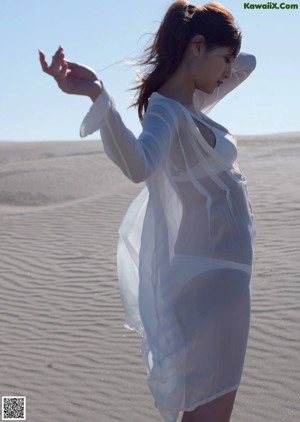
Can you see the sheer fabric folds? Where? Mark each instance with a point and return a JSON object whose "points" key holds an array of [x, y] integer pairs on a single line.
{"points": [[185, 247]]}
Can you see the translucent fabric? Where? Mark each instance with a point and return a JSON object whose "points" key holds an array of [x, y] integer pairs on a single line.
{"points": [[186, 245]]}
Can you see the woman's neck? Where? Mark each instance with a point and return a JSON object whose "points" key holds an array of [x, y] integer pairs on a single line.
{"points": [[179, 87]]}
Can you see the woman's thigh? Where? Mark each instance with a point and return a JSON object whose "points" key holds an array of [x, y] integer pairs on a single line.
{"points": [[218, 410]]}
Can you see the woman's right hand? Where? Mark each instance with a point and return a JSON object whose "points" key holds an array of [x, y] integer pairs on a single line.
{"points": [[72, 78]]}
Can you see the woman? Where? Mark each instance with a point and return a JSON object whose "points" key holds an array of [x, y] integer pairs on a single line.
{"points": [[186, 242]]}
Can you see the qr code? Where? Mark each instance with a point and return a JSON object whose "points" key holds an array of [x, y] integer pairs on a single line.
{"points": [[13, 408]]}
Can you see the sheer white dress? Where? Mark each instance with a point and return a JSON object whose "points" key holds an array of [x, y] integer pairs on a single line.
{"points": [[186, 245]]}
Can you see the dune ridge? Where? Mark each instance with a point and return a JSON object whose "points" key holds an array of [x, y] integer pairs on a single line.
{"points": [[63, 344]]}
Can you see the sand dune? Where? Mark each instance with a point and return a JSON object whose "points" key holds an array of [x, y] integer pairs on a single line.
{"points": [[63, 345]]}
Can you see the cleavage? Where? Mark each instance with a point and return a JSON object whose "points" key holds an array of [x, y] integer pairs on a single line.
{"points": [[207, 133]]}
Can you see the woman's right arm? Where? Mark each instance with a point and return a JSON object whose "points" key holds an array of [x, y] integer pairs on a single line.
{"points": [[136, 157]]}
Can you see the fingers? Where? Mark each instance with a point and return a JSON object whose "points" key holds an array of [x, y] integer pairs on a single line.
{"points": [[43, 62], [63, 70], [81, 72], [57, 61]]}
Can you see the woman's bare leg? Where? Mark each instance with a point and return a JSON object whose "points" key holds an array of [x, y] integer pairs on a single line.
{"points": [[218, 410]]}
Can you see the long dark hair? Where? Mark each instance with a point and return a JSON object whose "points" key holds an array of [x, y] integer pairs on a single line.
* * *
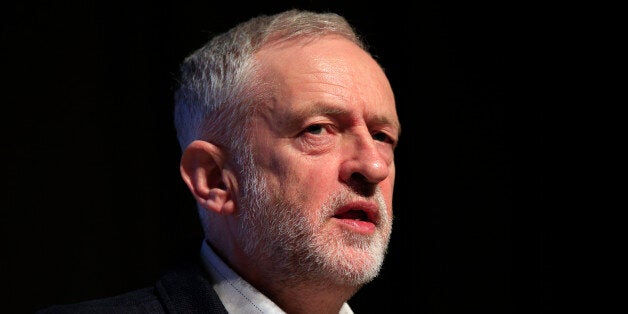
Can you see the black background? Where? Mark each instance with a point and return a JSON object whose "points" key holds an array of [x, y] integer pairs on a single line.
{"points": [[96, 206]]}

What is required - From the material above, set down exactly the lines between the line holding "Can you see the woman's right arm?" and the line holding "Can you see the long", inclusive. Include nothing else.

Response to this exercise -
Can you see the woman's right arm? Where? Mark each instance with a point and return a JSON object whose "points" key holds an array of [x, y] integer pairs on a single line.
{"points": [[136, 157]]}
Can you see the fingers? Where? Mark each instance with a point and return a JSON object whose "points" key holds an array of [x, y] integer pairs on a single line.
{"points": [[43, 62], [63, 70], [81, 72], [57, 61]]}
Can you see the woman's bare leg? Where? Mark each instance with a point and return a JSON object whose "points" key holds an array of [x, y] integer pairs on a single line.
{"points": [[218, 410]]}
Can you see the long dark hair? Where? Mark each instance with a point and return a JSON object whose "points" key holds an array of [x, y] integer pairs on a single line.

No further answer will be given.